Collection entries:

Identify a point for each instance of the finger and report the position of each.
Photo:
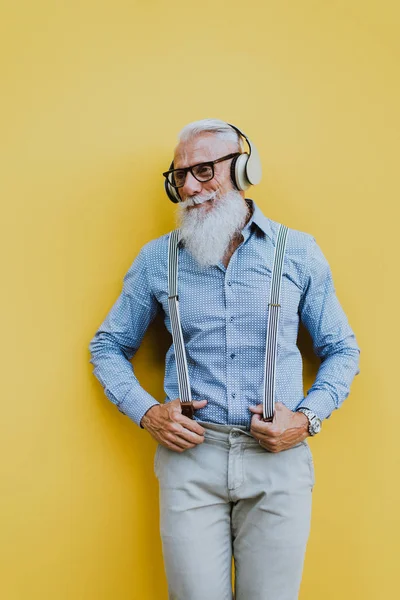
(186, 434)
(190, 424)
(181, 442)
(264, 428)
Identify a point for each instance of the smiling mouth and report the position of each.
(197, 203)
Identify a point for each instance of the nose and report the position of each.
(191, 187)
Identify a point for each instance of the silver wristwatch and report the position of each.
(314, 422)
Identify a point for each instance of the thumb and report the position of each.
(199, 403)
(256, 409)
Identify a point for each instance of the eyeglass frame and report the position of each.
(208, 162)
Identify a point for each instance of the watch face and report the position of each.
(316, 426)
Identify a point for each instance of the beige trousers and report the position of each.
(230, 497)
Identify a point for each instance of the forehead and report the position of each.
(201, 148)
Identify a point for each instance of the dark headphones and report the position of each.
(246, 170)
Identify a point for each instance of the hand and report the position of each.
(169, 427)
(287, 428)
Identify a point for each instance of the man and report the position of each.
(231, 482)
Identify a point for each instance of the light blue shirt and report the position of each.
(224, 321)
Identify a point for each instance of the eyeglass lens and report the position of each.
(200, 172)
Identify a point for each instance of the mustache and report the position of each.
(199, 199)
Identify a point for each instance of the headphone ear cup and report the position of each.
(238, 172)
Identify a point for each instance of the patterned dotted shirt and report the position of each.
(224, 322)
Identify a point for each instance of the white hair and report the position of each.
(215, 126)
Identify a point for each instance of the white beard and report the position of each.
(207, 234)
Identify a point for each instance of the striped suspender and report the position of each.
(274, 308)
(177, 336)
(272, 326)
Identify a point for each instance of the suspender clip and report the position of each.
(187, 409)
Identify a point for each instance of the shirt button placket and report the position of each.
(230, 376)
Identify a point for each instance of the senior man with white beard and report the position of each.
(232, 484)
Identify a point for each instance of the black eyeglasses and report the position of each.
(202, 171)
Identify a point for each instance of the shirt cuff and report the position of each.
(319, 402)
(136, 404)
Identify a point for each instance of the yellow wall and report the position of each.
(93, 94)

* Instruction: Look above for the line that holds "Identify a point for each instance of the shirt button", then copy it and each line after it exactly, through the last line of the data.

* Solution below:
Identify a point for each instance of the shirt button placket and report the position of each.
(230, 376)
Identify a point for each instance of the senior man with white beard and report the position of each.
(232, 484)
Identify a point for each instance of the black eyeglasses and report the position of each.
(202, 171)
Identify a point for each instance of the shirt cuff and report the position of each.
(319, 402)
(136, 404)
Identify a point for each instance of the yellow wall and report the position of each.
(93, 94)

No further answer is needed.